- What you need to do:
Can you format the rows below as a Markdown table with a column n for each row's number and a column Row for its text, skipping blank lines and leaving out the pictures?

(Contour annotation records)
....
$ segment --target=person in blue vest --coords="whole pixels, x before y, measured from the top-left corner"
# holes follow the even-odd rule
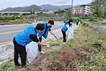
[[[26,65],[26,48],[25,46],[34,41],[37,42],[39,45],[42,45],[39,43],[40,39],[40,32],[44,28],[41,24],[37,24],[36,27],[34,26],[28,26],[24,31],[16,34],[16,36],[13,39],[14,44],[14,64],[16,67],[24,67]],[[21,65],[18,62],[18,58],[20,56],[21,59]]]
[[[43,40],[46,40],[47,36],[48,36],[48,33],[50,32],[53,36],[55,36],[52,32],[51,32],[51,28],[52,26],[54,25],[54,21],[53,20],[49,20],[48,23],[39,23],[43,26],[43,31],[40,33],[40,41],[42,42],[42,39]],[[55,36],[56,37],[56,36]],[[41,52],[42,49],[41,49],[41,45],[38,45],[39,47],[39,51]],[[41,52],[42,53],[42,52]]]
[[[72,19],[70,19],[68,22],[64,22],[64,25],[61,28],[61,32],[63,34],[63,42],[66,42],[66,32],[67,32],[68,28],[72,25],[71,22],[73,22]]]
....
- Answer in full:
| n | Row |
|---|---|
| 1 | $ segment --target=person in blue vest --coords="whole pixels, x before y, measured from the top-left corner" |
| 2 | # holes follow the even-odd rule |
| 3 | [[[26,65],[26,48],[25,46],[34,41],[37,42],[39,45],[42,45],[39,43],[40,39],[40,32],[44,28],[41,24],[37,24],[36,27],[34,26],[28,26],[24,31],[16,34],[16,36],[13,39],[14,44],[14,64],[16,67],[24,67]],[[21,65],[18,62],[18,58],[20,56],[21,59]]] |
| 4 | [[[43,40],[46,40],[47,36],[48,36],[48,33],[50,32],[53,36],[55,36],[52,32],[51,32],[51,28],[52,26],[54,25],[54,21],[53,20],[49,20],[48,23],[39,23],[43,26],[43,31],[40,33],[40,41],[42,42],[42,39]],[[55,36],[56,37],[56,36]],[[41,52],[42,49],[41,49],[41,45],[38,45],[39,47],[39,51]],[[41,52],[42,53],[42,52]]] |
| 5 | [[[72,19],[70,19],[68,22],[64,22],[64,25],[61,28],[61,32],[63,34],[63,42],[66,42],[66,32],[67,32],[68,28],[72,25],[71,22],[73,22]]] |